Using the source passage, answer:
(a) Which factor was treated as random?
(b) What index was used to study decision thresholds in the current experiment?
(c) Under what condition was a report of abnormality at a location other than the simulated nodule scored as a false positive?

# Source passage:
== == ==

The multireader multicase (MRMC) ROC methodology developed by Dorfman, Berbaum, and Metz (DBM) [10, 11] has recently been extended in software (DBM MRMC 2.4, available from http://perception.radiology.uiowa.edu). Because SOS affects readers rather than patients, generalization to the population of readers is fundamental. Therefore, reader was treated as a random factor and patient and treatment as fixed factors. To accomplish this we selected DBM Analysis 3 (Obuchowski-Rockette Analysis): Random Readers and Fixed Cases (results apply to the population of readers).

Shift in Decision Thresholds

Shifts in decision thresholds are associated with SOS effects found in traditional radiographic contrast studies of the abdomen (1214) and in computed tomography examination of the chest (6). These shifts reflect reductions in TP fractions accompanied by reductions in FP fractions: the ROC points move downward along the ROC curve. These reductions in both types of response to abnormalities visible without contrast indicate that the radiologists tend to focus on the area of the contrast when it is introduced to the exclusion of areas without contrast. In the current experiment, we studied decision thresholds using the FP fraction associated with each ROC point, perhaps the best and simplest index of decision threshold (15). In our scoring, a report of abnormality at a location other than the simulated nodule was considered a false positive if it occurred on a case with no native abnormality. See Appendix B for additional details of the decision threshold analysis.

== == ==

# Supplied data:
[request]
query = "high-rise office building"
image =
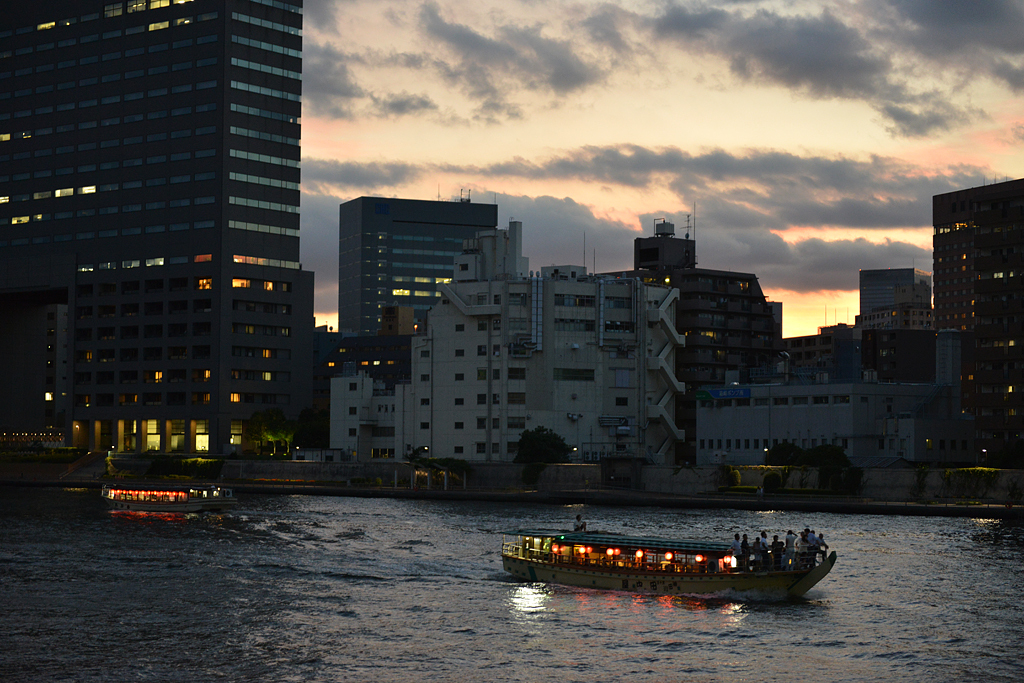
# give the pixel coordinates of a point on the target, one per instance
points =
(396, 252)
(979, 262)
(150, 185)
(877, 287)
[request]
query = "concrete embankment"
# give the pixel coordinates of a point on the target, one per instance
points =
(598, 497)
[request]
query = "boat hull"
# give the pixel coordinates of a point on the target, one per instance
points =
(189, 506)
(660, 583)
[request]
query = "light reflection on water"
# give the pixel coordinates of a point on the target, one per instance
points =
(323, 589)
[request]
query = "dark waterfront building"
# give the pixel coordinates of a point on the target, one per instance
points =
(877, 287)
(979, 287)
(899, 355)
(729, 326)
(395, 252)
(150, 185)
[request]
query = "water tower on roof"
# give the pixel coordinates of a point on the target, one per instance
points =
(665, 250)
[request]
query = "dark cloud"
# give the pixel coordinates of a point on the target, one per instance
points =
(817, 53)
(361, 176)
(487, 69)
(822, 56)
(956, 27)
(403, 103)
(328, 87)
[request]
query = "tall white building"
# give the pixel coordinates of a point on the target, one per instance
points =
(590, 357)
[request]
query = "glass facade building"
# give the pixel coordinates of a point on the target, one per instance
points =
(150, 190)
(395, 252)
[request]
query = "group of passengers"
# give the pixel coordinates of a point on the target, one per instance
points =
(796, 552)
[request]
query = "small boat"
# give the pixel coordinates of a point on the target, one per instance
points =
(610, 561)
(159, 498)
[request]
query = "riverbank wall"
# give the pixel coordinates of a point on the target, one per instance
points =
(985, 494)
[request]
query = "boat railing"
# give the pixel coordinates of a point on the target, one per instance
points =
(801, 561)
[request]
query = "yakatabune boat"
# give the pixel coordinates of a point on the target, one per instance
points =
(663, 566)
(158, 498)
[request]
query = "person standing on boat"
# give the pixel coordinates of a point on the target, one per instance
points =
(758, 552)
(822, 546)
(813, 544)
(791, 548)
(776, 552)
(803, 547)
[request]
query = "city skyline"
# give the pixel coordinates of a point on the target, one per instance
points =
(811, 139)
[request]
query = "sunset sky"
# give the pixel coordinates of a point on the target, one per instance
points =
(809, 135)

== == ==

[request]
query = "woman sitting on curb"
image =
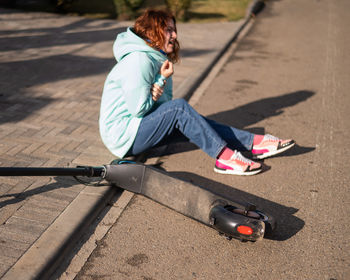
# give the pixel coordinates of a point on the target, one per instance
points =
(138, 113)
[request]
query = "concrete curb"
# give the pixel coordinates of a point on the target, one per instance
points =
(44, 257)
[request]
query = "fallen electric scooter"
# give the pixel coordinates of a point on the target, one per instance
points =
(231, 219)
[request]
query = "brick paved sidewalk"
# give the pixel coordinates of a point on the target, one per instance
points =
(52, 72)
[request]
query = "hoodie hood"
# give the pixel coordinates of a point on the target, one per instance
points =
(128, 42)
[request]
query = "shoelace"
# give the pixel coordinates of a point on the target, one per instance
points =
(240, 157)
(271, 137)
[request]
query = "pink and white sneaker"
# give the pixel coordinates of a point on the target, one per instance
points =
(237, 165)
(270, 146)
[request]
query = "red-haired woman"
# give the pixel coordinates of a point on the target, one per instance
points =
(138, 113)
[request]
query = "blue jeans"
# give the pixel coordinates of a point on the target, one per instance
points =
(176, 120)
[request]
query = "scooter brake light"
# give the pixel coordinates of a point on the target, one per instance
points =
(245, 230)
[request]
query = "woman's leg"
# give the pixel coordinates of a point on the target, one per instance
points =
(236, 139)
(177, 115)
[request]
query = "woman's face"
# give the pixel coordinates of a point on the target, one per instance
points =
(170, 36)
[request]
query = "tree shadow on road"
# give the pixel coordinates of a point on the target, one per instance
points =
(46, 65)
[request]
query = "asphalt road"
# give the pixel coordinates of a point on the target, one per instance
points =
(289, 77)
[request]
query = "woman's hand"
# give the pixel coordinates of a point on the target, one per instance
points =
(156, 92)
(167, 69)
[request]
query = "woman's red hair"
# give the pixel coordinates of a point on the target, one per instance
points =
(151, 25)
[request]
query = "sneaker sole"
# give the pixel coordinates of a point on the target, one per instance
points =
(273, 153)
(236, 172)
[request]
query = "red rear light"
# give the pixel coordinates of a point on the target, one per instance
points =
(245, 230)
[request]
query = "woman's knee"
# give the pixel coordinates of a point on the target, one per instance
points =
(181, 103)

== == ==

# Response to this task:
(a) Reader.
(b) The FP fraction associated with each ROC point.
(c) When it occurred on a case with no native abnormality.